--- START ---
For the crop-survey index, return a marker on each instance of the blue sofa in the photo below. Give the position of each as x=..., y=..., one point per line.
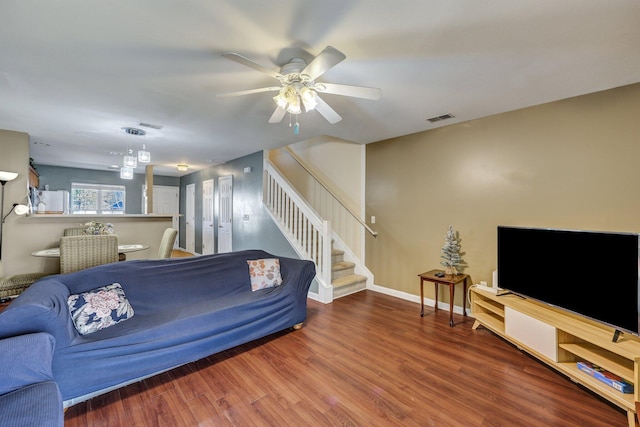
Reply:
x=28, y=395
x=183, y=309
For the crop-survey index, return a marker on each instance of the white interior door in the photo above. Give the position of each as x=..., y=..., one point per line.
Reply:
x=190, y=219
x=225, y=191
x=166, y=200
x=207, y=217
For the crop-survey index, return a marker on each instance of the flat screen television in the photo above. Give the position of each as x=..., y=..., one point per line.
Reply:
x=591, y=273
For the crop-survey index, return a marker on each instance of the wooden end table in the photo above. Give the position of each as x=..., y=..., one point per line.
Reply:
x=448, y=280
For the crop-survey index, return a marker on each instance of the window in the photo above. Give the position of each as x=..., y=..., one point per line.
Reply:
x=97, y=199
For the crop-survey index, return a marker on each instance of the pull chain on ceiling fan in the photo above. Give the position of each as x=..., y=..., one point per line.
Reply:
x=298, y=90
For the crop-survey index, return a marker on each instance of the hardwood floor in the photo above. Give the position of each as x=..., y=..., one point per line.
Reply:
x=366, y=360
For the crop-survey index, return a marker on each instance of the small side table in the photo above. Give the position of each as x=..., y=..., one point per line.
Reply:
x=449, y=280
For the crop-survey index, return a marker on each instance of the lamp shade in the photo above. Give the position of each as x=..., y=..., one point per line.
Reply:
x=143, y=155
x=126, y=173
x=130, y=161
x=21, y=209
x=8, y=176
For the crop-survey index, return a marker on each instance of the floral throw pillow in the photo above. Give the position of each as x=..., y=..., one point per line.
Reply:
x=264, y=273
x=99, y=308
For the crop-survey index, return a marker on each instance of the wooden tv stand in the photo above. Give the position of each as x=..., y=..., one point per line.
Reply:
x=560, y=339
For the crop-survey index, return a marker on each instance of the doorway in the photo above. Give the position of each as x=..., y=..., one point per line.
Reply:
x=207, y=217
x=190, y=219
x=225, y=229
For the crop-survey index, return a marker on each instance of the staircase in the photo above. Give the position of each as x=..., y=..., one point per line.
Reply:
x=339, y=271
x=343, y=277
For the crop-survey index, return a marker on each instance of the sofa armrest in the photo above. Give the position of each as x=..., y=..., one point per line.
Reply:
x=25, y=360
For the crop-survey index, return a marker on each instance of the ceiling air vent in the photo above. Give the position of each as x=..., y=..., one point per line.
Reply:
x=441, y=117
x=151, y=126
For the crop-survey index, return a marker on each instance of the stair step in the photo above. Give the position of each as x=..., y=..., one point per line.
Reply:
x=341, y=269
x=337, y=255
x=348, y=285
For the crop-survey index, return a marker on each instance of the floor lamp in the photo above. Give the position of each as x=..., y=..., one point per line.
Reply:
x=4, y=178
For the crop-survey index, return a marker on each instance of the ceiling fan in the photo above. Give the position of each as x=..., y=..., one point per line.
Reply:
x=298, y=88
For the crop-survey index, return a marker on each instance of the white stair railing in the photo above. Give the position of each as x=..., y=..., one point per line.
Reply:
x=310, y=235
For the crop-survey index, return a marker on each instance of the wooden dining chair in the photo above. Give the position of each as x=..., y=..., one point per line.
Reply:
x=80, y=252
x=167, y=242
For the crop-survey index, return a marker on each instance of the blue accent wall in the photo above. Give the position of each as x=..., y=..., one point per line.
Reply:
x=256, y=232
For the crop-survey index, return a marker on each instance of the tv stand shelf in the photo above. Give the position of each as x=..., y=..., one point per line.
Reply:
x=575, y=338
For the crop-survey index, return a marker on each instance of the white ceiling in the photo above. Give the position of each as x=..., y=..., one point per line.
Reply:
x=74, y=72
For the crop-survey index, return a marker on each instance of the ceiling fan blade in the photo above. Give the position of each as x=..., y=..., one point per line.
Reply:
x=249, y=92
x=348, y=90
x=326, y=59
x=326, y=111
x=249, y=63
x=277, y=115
--- END ---
WORK TO COMPLETE: Repeat the data verbatim, excluding all pictures.

ANSWER FOR THIS EXERCISE:
For the crop-survey index, return a marker on each instance of the blue sofa in the photo below. Give the position of each as x=..., y=..., one point per line.
Reply:
x=28, y=395
x=183, y=309
For the crop-survey index, return a marker on each instance of the white interior door in the photo above. Give the position of each as x=..., y=..., one point per line.
Reply:
x=190, y=219
x=225, y=191
x=166, y=200
x=207, y=217
For the crop-survey index, return a marker on each instance of the flat screen television in the photo above. Give the position of each as x=..., y=..., one point per line.
Reply:
x=591, y=273
For the crop-survey index, return a marker on each instance of the wooden end table in the photo above. Give the position of each as x=..., y=..., one point per line.
Reply:
x=448, y=280
For the crop-survey index, return a marker on each instance of the window in the photo above. Give the position of each as x=..., y=..., one point per line.
Reply:
x=97, y=199
For the crop-survey index, return a marker on each instance of the pull chain on ceiling fan in the photo above. Give the position of each as x=..., y=..., one point per line.
Reply:
x=298, y=90
For the crop-survey index, return a marker on each instance of the hardwood floor in the photo above. Give the position of each as x=..., y=..., one point per line.
Reply:
x=366, y=360
For the crop-survey index, return a marker on each instance of the small side table in the photo above. Give the position of each as x=..., y=..., one point per line.
Reply:
x=449, y=280
For the crop-survey index, return a marker on each instance of the lamp shade in the photo above. Give the position of each as x=..., y=..., one point per line.
Reply:
x=143, y=155
x=126, y=173
x=130, y=161
x=21, y=209
x=8, y=176
For the crop-survey index, return a marker on each instance of the floral throw pillow in the photo above. Give the position of each as x=..., y=..., one point per line.
Reply:
x=264, y=273
x=99, y=308
For the crop-survey index, return a marker on each instance of the wooden tv stand in the photo above. Give the position of each as x=..., y=..., one point per line.
Reply:
x=560, y=339
For the crop-survey index, return a marker on each instance of the doorway in the photo above. Give the position of each as x=..., y=..., one point per line.
Reply:
x=207, y=217
x=190, y=219
x=225, y=229
For the crop-survey index, return a marker on each instance of the staircase in the photo above. Give the position of each as x=..., y=..., one point per line.
Reply:
x=339, y=271
x=343, y=277
For the crop-survey index, return a marker on each instance of the sofa armrest in the photo above. Give the position of each as x=..., y=..., one point per line.
Reply:
x=25, y=360
For the crop-survey index, return a marker on each instance of the ceiling air vent in the photo above. Give the position of each as x=..., y=..., one point per line.
Reply:
x=441, y=117
x=151, y=126
For the crop-survey index, return a marker on each instance of the stair step in the photo above. Give the position of each as x=..., y=..., one point per line.
Reply:
x=341, y=269
x=337, y=255
x=348, y=285
For the crop-survey index, return a marker on each instance of the floor lamp in the photo above. Give the position of each as x=..., y=..., one point per line.
Reply:
x=4, y=178
For the crop-survey index, return a marker on each instance of the ceiling fan in the photo above. Give the position of each as x=..., y=..., one point per line.
Reply:
x=298, y=88
For the crop-survey index, return a marker on each instance of the white stair railing in the photo above. Give the position of each as x=..., y=..., one point per line.
Reply:
x=310, y=235
For the crop-survey index, return a marker on each instance of the wooden dining chair in the photo above. Give the position of each as x=..., y=..., one point per line.
Reply:
x=80, y=252
x=167, y=242
For the crop-survey index, return a marker on each instance of the blue accent wall in the photo above. Give the position of each as x=..., y=..., one point per line.
Reply:
x=256, y=232
For the crop-survey index, return a marker on each instance of the tv stand shelf in the photo above. Give the position of each as x=..., y=..., one point per line.
Reply:
x=575, y=338
For the crop-survey index, return a marker on each instance of the white ceiling in the photo above. Give the position of each as x=..., y=..., one point per line.
Reply:
x=74, y=72
For the crop-survey index, return a marker on each instance of the ceiling fan blade in the photo above. Give the position of each as x=..., y=..., one point per line.
Reply:
x=249, y=92
x=348, y=90
x=326, y=59
x=326, y=111
x=249, y=63
x=277, y=115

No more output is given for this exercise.